GOAL. Switch each "innermost point" in the data below to "central point", keeping everything else the same.

━━ ENTRIES SUPPLIED

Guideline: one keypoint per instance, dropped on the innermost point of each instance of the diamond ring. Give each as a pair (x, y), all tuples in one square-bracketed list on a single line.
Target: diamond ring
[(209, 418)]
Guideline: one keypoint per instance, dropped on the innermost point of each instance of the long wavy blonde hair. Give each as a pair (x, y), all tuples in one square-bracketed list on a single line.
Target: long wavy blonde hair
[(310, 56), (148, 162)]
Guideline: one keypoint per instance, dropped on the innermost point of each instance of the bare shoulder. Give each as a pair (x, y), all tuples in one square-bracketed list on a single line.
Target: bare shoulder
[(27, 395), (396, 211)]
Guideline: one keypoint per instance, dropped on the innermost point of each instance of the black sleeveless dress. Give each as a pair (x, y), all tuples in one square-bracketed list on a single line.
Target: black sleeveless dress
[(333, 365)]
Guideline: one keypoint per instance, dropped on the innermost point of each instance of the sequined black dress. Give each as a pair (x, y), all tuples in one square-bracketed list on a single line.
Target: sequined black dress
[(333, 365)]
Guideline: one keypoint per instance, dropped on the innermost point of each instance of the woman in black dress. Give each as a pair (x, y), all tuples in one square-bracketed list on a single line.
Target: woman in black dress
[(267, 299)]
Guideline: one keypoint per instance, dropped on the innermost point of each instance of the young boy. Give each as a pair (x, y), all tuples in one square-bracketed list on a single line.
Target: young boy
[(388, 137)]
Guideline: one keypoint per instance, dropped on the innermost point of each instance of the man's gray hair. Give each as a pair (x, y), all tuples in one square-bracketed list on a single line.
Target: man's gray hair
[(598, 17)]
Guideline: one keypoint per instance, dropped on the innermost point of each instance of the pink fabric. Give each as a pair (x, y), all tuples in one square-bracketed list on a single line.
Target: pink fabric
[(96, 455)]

━━━━

RESPONSE.
Guideline: one keypoint per instance, dropped on the central point of each instance of the diamond ring. Give each as a pair (x, y), all tuples in one square-bracketed list on a single line.
Target: diamond ring
[(209, 418)]
Guideline: one keypoint per instance, dropped on the central point of each instance of the long wavy blonde hair. Give each as a pair (x, y), all tuples in one square-bracketed list on a single line.
Target: long wavy blonde hair
[(310, 56), (148, 162)]
Guideline: one keypoint per instance, dropped on the central point of each instance of the bare shoulder. Give each as a pair (x, y), all tuples in one square-bracketed list on a single line.
Target: bare shoulder
[(27, 395), (396, 211)]
Guideline: one keypoint per instance, dropped on the central point of each instance of the black sleeveless dress. Give each as a pair (x, y), all tuples in one square-bracketed list on a single line.
Target: black sleeveless dress
[(333, 365)]
Guideline: one keypoint per instance, dropped on the central point of each instance of the sequined black dress. Give each as a pair (x, y), all tuples in one square-bracketed list on a single line.
Target: sequined black dress
[(333, 365)]
Guideline: one keypoint per instance, dropped on the central point of each instance of the woman in black dress. Give each as a pair (x, y), all tuples in one square-bracketed list on a single line.
Target: woman in black dress
[(267, 299)]
Guideline: one keypoint per instance, dropped on the central point of each instance of the young boy. Give each as a pair (x, y), all tuples in one square-bracketed list on a single line.
Target: young boy
[(388, 137)]
Guideline: one keypoint per instance, dropped on the central point of each instance of the man's gray hair. Give each as a pair (x, y), all tuples in one square-bracketed list on a single line.
Target: man's gray hair
[(598, 17)]
Guideline: one keypoint per instance, dropped on the central point of each instance of the pink fabric. Give each as a pair (x, y), all tuples in one square-bracketed list on a single line.
Target: pink fabric
[(96, 455)]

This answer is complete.